What is being asked
Answer these questions from the opinion piece on Labour's health promises:
(a) Where did Starmer give his speech on 22 May 2023?
(b) What percentage of cancers did he say would be diagnosed at stage 1 or 2?
(c) How many people did Blair promise to get off waiting lists?

Text excerpt
=== Begin Enclosure ===

Intended for healthcare professionals

Opinion

Labour’s promises on health are setting the party up to fail

BMJ 2023; 381 doi: https://doi.org/10.1136/bmj.p1217 (Published 26 May 2023) Cite this as: BMJ 2023;381:p1217
  1. Richard Vize, public policy journalist and analyst

Keir Starmer is making big, conflicting, and unrealistic promises on health, without a clear plan for delivering them, which is setting Labour up to fail.

In a speech at a Braintree ambulance station on Monday 22 May 2023, Starmer, leader of the Labour party, committed a Labour government to meeting a raft of targets that haven’t been hit for years, saying, “Ambulances—seven minutes for cardiac arrest. A&E—back to the four hour target. GPs—the highest satisfaction levels on record. Waiting lists—down. Planned treatment within 18 weeks. No backsliding, no excuses—we will meet these standards again.”1

As if that isn’t enough to keep a new government busy, he also committed Labour to improving healthy life expectancy and halving the inequality gap between English regions.

He claimed this would be achieved by diagnosing 75% of all cancers at stage 1 or 2—which would require a huge performance leap2—and cutting heart attacks and strokes by a quarter within a decade. He also committed to cutting the number of deaths by suicide.

All this will be achieved while Labour shifts services from hospitals to communities with a big expansion of local health services.3

The underlying message of Starmer’s Labour party is the same as Tony Blair’s New Labour manifesto in 1997—Labour will save the NHS from the existential threat presented by the Tories and modernise it.

But Blair’s detailed commitments were few. At a time of robust economic growth, he promised to increase real terms spending every year and get 100 000 people off waiting lists. The rest of the health policy was largely vague commitments such as cutting bureaucracy, improving quality and making better use of technology.4

Starmer is putting himself in a bind by simultaneously promising to shift care out of hospitals while ramping up hospital activity to meet commitments such as treatment times and emergency department waits. Unless he delivers a big and immediate increase in both revenue and capital spending, he will not have the cash, the staff, the buildings, or the kit to deliver either of these goals, let alone both together.

By locking himself in with specific targets across a wide range of hospital activity, he will fall into the trap of successive governments of talking a good game on improving primary care but ending up reinforcing the excessive dominance of hospitals in the NHS to meet headline targets.

By international standards UK spending on hospitals is massive while spending on areas such as prevention is strikingly low.5 Labour’s instinct that strengthening primary and community services will be the best way to tackle issues such as late diagnosis and inequalities is correct. But as well as the practical difficulties of achieving it they need to create the political space to do it.

Starmer’s speech achieved exactly the opposite. By riding off in all directions simultaneously he has all but guaranteed he will fail to meet his commitments. He will be driven back to short term fixes to meet promises such as four hour emergency department waits while leaving too little resource and too little political capital to tackle the underlying problems.

Footnotes

  • Competing interests: none declared.

  • Provenance and peer review: commissioned, not peer reviewed.

=== End Enclosure ===

Entries supplied
=== Begin Enclosure ===

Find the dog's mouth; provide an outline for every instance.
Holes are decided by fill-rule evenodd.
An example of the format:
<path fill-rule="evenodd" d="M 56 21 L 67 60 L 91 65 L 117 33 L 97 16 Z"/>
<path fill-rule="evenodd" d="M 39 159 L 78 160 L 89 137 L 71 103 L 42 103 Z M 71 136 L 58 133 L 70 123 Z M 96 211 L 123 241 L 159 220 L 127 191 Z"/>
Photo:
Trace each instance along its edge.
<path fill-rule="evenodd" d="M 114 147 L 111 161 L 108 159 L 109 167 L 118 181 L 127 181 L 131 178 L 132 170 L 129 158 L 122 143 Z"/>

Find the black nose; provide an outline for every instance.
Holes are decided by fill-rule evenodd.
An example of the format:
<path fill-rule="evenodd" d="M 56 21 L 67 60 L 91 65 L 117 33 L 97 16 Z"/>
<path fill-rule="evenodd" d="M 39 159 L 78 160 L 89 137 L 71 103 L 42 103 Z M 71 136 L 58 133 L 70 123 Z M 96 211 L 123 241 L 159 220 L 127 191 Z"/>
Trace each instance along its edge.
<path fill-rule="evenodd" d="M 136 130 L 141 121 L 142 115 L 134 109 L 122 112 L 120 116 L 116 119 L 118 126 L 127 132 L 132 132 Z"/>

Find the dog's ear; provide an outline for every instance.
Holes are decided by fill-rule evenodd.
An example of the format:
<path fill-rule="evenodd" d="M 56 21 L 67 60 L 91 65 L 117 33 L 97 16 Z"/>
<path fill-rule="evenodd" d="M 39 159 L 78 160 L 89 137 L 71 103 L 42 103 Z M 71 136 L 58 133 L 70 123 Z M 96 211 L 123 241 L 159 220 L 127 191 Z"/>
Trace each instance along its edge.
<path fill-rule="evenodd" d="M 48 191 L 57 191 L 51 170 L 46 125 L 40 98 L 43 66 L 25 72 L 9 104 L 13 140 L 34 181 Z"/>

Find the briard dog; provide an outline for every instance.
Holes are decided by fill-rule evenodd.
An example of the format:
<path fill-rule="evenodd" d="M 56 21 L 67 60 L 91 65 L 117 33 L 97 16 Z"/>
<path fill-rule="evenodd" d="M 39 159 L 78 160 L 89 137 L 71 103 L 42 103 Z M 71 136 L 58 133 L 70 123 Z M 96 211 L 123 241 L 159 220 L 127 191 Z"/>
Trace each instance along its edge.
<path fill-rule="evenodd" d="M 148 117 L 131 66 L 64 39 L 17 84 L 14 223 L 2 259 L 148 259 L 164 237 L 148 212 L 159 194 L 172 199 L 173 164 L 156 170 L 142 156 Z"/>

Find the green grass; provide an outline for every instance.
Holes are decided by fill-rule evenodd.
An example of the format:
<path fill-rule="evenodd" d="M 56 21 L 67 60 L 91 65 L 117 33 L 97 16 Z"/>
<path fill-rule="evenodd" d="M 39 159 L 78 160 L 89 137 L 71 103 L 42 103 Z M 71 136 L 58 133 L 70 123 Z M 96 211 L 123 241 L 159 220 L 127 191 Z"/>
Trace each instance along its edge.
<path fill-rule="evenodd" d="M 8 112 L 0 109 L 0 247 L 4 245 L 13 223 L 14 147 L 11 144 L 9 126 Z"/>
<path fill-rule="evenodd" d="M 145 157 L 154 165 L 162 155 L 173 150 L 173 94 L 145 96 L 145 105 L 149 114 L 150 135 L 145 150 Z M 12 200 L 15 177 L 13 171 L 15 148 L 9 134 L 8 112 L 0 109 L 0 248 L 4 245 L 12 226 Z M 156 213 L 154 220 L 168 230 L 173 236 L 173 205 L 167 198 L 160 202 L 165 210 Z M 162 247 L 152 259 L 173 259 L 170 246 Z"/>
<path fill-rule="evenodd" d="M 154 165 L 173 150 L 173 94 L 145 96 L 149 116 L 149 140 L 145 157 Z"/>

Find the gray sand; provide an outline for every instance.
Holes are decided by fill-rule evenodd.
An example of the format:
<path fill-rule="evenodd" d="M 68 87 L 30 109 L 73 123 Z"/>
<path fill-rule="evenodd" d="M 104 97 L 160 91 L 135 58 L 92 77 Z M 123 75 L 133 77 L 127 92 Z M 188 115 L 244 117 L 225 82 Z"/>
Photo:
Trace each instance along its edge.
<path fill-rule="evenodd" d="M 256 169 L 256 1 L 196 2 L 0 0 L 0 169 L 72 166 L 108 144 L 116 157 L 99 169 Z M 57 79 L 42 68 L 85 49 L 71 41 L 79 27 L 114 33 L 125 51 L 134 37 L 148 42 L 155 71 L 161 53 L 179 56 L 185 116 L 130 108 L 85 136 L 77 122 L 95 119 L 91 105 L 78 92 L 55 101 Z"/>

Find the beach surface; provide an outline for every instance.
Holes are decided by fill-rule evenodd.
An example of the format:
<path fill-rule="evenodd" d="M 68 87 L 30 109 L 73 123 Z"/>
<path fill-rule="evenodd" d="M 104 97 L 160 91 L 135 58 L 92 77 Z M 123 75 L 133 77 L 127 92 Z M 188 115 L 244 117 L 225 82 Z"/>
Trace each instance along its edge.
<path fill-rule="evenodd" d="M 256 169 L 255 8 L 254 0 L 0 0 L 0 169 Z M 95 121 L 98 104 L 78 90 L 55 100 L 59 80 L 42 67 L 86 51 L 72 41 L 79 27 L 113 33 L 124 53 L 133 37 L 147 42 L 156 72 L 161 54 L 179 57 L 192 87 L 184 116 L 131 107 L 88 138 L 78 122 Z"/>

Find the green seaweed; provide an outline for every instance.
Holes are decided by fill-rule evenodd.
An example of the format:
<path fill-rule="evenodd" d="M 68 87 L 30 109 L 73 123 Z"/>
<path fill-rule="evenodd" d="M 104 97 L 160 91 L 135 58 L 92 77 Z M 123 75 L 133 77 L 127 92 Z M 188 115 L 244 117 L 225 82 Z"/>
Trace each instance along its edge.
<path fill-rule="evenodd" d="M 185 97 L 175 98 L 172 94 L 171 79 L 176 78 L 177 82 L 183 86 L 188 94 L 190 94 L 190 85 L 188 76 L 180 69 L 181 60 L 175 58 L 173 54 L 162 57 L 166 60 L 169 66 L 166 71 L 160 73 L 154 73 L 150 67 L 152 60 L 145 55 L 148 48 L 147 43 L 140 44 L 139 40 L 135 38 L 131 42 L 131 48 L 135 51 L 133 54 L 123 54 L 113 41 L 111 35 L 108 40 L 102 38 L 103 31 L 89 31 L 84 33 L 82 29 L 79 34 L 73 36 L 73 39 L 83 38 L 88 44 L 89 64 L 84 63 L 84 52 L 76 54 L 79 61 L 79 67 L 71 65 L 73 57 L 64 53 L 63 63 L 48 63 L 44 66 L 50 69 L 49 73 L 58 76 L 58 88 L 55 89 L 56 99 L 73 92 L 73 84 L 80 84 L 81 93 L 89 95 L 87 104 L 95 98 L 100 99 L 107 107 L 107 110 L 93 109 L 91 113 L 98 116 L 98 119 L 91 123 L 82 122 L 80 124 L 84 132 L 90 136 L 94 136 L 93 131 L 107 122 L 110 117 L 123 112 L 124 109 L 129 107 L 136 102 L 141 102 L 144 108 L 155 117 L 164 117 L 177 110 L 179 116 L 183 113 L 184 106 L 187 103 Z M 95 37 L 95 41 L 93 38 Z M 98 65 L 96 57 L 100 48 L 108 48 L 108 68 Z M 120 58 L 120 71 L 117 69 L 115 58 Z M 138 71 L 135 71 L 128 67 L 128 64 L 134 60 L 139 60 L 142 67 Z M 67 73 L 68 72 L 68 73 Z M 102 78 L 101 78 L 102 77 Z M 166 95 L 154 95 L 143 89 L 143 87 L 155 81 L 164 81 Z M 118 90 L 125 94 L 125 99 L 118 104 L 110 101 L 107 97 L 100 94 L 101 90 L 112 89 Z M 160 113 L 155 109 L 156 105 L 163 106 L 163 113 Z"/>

=== End Enclosure ===

Answer box
(a) At an ambulance station in Braintree.
(b) 75%.
(c) 100 000 people.